Arrange the rows below as a Markdown table with the columns Number and Entry. Cover only the rows from the one containing "of the windshield" through the final row, both included, and leave out any blank lines.

[Start of Entries supplied]

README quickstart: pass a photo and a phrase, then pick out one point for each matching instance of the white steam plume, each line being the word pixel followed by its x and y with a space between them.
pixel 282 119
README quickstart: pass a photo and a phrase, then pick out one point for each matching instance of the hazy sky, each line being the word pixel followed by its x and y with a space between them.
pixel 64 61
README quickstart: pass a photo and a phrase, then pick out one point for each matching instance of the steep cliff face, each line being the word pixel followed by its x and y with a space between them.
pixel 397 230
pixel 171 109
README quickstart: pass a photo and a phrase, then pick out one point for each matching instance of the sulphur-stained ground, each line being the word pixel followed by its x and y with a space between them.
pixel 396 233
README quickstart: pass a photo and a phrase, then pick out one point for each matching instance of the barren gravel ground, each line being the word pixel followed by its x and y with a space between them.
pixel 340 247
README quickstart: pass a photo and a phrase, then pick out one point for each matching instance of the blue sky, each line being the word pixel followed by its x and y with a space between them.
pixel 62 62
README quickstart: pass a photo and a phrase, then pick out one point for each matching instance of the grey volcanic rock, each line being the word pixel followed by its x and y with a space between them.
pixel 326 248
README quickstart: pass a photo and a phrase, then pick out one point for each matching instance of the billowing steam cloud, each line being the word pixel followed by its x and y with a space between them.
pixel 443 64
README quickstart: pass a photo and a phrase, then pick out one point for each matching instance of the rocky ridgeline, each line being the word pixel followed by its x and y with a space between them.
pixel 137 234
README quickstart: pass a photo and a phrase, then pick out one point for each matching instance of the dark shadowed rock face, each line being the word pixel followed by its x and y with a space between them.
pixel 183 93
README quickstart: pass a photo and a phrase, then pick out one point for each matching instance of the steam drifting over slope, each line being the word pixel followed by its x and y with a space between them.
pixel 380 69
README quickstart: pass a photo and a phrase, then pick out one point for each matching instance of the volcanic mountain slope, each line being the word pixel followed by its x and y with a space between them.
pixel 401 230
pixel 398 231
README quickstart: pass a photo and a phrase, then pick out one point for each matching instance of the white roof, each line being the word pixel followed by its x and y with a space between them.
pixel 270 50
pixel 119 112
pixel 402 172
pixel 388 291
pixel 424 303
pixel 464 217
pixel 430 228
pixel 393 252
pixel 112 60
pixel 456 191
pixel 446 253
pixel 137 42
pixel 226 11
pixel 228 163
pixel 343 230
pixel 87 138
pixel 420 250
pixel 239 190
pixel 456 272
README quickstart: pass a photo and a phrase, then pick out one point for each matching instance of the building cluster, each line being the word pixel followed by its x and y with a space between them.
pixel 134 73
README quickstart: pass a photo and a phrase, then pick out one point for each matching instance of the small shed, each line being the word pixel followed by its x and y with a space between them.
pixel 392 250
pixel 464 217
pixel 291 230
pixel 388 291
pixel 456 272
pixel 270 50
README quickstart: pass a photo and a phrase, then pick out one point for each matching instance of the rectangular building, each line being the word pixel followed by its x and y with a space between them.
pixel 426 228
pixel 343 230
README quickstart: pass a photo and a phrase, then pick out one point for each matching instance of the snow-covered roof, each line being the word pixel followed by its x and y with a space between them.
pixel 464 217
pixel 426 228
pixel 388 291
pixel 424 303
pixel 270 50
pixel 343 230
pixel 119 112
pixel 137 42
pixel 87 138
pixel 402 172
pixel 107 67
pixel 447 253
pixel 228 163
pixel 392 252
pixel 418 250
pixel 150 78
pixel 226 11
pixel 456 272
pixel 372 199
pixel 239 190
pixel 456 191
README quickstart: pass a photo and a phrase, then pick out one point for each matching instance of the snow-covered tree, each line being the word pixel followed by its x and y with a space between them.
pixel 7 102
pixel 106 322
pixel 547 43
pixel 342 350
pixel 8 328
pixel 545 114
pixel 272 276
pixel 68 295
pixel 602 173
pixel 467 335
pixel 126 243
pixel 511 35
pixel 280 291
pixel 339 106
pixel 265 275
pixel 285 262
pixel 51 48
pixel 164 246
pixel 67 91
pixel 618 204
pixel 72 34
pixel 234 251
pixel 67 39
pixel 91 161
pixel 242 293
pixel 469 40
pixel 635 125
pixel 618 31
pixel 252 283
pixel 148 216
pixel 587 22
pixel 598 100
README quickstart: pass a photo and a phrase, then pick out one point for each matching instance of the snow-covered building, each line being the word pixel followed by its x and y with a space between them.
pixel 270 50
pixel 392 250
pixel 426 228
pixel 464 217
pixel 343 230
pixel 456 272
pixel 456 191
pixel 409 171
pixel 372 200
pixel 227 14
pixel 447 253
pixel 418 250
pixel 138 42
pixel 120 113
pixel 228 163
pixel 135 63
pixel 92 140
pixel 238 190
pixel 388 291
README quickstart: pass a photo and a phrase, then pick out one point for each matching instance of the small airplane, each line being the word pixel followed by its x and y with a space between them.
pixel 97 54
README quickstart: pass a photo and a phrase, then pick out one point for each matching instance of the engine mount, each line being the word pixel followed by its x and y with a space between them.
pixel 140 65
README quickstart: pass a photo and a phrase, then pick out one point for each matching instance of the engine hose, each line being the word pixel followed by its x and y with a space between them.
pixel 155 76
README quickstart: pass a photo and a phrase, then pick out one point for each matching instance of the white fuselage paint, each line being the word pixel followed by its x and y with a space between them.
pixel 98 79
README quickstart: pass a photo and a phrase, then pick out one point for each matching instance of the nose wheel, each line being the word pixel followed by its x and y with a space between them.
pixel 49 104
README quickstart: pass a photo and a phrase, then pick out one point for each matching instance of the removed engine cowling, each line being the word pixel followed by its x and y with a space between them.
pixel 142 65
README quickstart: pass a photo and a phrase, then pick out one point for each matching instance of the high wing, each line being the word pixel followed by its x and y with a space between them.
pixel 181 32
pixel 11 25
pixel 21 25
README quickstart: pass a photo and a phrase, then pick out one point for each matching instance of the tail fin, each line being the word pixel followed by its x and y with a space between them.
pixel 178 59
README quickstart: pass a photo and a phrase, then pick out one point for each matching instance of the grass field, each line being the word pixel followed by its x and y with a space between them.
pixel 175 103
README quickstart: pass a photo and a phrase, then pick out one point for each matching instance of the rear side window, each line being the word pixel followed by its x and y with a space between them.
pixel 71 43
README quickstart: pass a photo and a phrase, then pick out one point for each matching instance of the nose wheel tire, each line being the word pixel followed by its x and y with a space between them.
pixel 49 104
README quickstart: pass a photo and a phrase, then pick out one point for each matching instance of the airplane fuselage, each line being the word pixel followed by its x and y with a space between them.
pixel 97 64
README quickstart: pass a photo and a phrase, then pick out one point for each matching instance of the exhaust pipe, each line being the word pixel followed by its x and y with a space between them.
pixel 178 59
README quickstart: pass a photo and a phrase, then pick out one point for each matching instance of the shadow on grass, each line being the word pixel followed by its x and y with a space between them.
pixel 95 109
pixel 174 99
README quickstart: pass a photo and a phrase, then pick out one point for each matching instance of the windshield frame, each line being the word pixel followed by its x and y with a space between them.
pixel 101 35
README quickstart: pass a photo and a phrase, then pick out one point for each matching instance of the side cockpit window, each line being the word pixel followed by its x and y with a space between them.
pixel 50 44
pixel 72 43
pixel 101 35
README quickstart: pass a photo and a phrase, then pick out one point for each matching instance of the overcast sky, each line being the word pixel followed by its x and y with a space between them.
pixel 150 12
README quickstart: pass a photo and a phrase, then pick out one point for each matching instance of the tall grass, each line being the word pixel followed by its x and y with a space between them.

[End of Entries supplied]

Solution to the exercise:
| Number | Entry |
|---|---|
| 1 | README quickstart: pass a photo and a phrase, then pick out one point for each matching instance of the windshield frame, each line being the word pixel followed by its x and y with a space between them. |
| 2 | pixel 101 35 |
| 3 | README quickstart: pass a photo and a phrase, then pick out one point for each matching instance of the side cockpit window, each line being the word pixel followed by its x and y with a space between them. |
| 4 | pixel 50 44 |
| 5 | pixel 72 43 |
| 6 | pixel 101 35 |
| 7 | README quickstart: pass a photo and a phrase, then pick out one point for each matching instance of the overcast sky, each line being the word pixel followed by its x and y with a space between them. |
| 8 | pixel 150 12 |
| 9 | README quickstart: pass a photo and a phrase, then pick out one point for each matching instance of the tall grass, each line being the word pixel followed by its x and y with a space between them. |